**Assigned task**
In the copy, every record below must appear exactly as given, and no picture may appear.

**Data excerpts**
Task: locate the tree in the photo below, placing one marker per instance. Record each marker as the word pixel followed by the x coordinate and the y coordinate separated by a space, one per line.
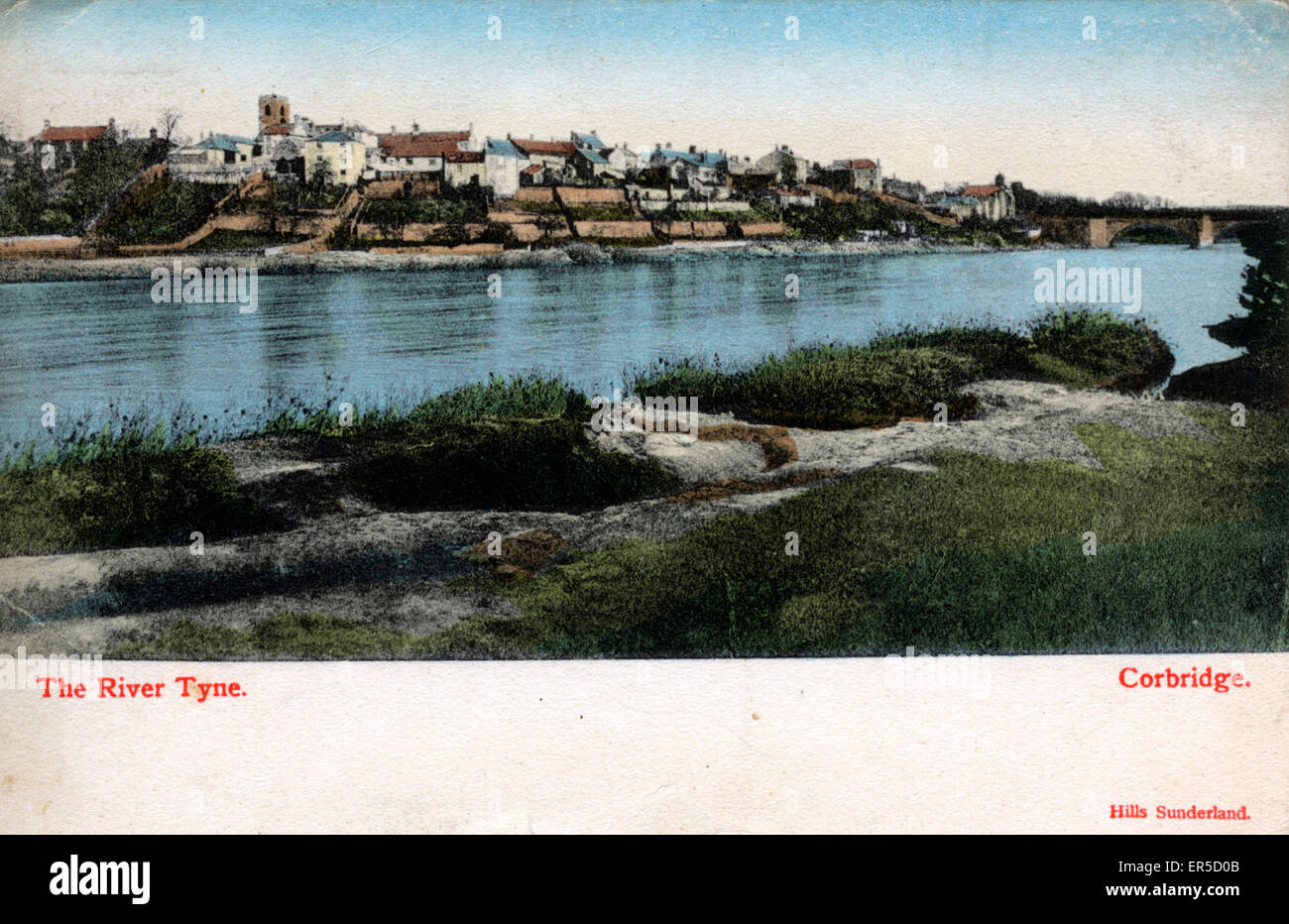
pixel 789 171
pixel 320 180
pixel 548 224
pixel 1266 290
pixel 168 123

**Result of this task**
Task: locate the tree in the photo below, placing one marker per instance. Record each marker as the word pixel followed by the x coordinate and the y coordinate separated by a space, one per line.
pixel 789 171
pixel 320 180
pixel 548 224
pixel 1266 290
pixel 168 123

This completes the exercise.